### Provided data
---*---
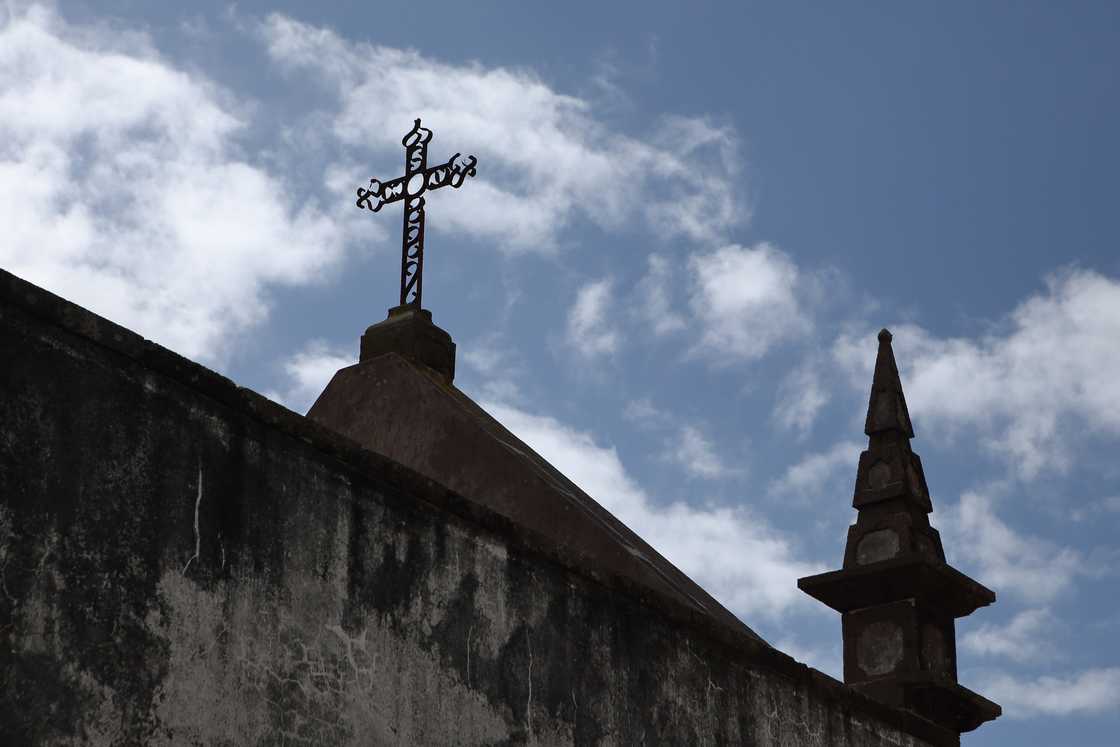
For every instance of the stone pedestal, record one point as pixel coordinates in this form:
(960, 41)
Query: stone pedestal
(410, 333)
---*---
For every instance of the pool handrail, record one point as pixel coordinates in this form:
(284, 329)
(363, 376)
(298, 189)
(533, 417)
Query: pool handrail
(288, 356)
---*---
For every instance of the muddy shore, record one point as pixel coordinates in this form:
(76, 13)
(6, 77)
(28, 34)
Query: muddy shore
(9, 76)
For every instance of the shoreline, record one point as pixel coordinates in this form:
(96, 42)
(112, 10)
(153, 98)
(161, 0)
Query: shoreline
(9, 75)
---*---
### Task instructions
In the entries above, find each line with "record" and copy it.

### Answer box
For every instance of the stone pedestal, record one point as pixel coordinates in this form:
For every instance of the pool handrail, record one point as pixel coordinates in this form:
For every instance of the muddy shore, record one point as pixel coordinates in this form:
For every instance of the shoreline, record one point as pixel coordinates in this form:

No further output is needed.